● DO THIS
Please collect every line of the following data that contains the word "below", treating uppercase and lowercase as different.

● THE DATA

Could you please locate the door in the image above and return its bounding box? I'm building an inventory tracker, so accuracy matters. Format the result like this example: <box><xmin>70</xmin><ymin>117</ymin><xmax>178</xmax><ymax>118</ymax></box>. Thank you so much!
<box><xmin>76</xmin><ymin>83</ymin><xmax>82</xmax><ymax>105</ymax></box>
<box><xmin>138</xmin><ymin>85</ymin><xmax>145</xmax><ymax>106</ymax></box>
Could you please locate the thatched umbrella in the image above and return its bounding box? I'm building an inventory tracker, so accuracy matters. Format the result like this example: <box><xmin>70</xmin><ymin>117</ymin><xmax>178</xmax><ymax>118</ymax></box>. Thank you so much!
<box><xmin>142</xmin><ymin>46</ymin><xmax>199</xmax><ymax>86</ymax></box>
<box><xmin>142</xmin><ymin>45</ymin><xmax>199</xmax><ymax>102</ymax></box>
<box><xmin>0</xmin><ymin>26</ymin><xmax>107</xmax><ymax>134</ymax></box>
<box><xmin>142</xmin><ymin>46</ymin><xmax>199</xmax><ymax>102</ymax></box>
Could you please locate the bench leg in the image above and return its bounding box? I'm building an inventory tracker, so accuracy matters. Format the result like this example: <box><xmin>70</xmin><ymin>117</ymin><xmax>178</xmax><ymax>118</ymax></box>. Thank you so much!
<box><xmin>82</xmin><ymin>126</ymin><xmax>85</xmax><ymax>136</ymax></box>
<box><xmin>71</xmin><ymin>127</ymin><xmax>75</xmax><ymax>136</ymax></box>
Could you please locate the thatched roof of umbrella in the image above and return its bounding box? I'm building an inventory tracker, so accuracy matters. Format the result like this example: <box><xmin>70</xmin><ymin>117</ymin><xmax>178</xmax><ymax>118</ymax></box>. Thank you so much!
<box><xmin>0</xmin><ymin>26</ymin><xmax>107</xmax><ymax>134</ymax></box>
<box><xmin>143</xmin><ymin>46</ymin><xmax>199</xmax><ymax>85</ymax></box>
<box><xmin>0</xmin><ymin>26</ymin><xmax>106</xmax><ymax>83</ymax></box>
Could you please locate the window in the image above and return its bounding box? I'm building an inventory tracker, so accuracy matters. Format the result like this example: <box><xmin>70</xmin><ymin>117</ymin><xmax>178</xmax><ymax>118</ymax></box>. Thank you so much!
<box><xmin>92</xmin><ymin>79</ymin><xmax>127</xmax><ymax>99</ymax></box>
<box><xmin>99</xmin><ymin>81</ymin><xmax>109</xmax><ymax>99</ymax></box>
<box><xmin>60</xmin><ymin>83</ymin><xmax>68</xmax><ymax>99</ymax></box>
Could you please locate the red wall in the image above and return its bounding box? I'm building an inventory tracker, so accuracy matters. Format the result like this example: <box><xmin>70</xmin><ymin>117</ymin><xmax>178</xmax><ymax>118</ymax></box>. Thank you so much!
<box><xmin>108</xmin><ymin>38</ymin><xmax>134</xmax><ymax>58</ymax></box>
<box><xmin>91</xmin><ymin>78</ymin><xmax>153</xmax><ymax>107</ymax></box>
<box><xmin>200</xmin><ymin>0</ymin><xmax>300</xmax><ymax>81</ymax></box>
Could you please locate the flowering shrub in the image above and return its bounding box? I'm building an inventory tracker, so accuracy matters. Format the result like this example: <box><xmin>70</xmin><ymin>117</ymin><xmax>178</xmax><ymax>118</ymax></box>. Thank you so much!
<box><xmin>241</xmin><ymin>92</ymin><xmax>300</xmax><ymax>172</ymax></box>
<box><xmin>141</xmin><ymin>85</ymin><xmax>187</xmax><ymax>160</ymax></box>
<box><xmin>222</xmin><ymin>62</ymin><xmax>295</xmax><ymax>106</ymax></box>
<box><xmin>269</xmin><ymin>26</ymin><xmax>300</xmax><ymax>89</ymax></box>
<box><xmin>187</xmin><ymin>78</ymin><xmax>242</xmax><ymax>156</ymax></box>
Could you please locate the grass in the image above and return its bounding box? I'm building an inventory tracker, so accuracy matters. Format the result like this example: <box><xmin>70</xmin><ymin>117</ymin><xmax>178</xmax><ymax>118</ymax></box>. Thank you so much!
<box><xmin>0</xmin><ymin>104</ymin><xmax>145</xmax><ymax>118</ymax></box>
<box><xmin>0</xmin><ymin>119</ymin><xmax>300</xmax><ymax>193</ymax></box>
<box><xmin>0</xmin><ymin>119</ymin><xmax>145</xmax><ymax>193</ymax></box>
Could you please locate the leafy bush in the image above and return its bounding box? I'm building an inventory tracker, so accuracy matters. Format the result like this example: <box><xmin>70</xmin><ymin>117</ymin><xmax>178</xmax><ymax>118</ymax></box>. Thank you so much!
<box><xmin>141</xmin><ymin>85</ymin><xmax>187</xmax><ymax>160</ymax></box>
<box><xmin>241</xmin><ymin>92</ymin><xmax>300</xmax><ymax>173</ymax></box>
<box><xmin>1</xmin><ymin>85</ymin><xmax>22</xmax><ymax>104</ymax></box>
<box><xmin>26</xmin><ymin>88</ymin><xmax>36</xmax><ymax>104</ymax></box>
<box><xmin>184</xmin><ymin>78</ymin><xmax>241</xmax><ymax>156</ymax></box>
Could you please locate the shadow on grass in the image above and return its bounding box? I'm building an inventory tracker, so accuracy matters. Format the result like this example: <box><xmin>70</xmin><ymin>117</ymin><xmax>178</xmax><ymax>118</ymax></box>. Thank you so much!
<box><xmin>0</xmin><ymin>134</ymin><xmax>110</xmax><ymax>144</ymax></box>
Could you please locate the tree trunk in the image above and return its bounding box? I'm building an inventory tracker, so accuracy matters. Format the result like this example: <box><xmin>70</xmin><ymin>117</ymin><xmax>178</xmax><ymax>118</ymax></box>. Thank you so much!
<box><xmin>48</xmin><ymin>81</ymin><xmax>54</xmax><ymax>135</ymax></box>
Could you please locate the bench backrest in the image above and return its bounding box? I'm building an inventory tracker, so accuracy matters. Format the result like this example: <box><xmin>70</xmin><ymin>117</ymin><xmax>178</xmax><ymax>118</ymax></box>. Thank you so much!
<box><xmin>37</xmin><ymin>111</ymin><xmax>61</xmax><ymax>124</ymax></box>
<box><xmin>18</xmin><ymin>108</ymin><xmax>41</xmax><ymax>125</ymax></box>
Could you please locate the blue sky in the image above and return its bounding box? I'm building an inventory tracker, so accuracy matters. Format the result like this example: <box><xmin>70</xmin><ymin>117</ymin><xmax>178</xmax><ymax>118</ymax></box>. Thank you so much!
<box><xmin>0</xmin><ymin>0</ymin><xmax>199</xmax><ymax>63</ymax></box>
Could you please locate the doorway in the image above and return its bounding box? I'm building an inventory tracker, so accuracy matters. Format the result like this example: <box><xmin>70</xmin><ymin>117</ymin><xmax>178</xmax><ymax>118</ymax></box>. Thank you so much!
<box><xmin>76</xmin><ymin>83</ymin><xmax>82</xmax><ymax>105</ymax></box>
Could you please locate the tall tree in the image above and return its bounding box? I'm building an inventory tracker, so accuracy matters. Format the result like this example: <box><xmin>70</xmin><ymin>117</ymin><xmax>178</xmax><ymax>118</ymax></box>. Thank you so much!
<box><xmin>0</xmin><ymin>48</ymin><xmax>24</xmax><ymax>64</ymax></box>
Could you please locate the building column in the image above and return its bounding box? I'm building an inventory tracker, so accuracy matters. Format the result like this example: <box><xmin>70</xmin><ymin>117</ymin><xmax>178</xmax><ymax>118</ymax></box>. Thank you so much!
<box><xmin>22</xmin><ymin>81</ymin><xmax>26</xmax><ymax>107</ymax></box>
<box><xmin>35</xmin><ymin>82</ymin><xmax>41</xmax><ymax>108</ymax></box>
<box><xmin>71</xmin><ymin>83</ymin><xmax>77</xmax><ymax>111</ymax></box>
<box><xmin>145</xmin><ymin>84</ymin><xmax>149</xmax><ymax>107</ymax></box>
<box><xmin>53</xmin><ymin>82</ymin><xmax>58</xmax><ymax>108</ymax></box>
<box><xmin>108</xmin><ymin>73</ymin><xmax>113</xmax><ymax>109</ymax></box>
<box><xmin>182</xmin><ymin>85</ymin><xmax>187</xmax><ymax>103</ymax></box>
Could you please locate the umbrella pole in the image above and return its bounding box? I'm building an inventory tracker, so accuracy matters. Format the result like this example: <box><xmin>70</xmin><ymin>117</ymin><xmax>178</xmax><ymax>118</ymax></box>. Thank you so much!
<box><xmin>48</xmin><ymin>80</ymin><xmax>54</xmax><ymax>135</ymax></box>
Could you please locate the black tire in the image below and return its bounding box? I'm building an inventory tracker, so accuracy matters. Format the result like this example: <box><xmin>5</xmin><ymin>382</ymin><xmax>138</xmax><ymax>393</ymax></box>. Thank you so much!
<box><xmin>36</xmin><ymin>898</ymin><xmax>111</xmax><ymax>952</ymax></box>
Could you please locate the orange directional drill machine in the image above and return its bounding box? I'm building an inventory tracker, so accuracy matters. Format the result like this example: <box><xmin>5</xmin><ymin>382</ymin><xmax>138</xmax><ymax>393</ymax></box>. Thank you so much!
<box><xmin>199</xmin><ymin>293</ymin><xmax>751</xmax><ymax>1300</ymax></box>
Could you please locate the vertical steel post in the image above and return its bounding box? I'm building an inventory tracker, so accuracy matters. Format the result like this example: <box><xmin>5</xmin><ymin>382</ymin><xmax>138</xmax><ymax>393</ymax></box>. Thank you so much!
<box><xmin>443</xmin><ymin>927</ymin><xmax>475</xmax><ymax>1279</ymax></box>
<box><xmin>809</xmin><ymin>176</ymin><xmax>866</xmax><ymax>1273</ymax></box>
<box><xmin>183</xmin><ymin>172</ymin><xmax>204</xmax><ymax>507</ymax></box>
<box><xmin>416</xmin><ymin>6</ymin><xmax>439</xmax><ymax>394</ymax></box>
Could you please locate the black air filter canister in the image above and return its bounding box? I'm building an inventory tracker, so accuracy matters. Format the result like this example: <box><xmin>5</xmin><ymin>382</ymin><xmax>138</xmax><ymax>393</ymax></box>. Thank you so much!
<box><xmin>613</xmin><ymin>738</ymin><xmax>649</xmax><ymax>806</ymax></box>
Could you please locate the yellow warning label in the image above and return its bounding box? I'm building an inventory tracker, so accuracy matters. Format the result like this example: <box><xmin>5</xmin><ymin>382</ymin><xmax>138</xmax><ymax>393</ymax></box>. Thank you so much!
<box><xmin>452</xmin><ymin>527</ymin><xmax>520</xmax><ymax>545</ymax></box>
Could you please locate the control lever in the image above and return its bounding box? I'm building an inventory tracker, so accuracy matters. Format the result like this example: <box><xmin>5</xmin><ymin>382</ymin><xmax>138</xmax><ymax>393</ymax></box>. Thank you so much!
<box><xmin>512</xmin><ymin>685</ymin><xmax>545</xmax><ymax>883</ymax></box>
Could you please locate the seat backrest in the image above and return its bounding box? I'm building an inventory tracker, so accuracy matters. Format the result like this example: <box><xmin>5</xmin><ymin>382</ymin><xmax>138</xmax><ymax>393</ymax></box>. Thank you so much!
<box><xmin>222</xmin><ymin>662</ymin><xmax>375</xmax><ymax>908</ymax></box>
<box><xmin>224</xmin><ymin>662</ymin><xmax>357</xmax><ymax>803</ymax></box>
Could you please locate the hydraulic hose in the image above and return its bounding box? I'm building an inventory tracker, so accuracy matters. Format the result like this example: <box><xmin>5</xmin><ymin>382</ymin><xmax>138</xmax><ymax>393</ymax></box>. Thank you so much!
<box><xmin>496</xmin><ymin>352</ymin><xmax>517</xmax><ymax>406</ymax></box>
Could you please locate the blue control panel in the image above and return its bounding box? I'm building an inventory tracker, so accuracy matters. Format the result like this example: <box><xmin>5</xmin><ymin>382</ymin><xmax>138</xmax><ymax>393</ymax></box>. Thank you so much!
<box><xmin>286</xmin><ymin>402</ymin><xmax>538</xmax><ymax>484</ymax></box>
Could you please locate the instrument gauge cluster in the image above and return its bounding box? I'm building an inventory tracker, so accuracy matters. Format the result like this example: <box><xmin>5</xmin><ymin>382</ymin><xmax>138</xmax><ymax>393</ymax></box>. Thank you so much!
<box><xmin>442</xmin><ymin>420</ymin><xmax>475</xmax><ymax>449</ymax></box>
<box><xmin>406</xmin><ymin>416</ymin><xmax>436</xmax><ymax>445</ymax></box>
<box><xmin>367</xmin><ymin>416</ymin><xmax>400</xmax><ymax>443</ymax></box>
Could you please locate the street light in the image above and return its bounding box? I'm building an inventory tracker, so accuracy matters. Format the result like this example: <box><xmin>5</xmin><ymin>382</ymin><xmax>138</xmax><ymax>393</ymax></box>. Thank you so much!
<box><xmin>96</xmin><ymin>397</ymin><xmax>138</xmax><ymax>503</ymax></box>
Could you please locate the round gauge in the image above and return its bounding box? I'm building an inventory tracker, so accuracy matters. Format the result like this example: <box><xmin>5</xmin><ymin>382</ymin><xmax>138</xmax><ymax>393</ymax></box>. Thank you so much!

● CORRECT OUTPUT
Could you please locate the black tire in the image below and return its bounding box? I'm building an inventory tracker, so accuracy matters. Format the result like this example: <box><xmin>5</xmin><ymin>382</ymin><xmax>138</xmax><ymax>393</ymax></box>. Thank you so much!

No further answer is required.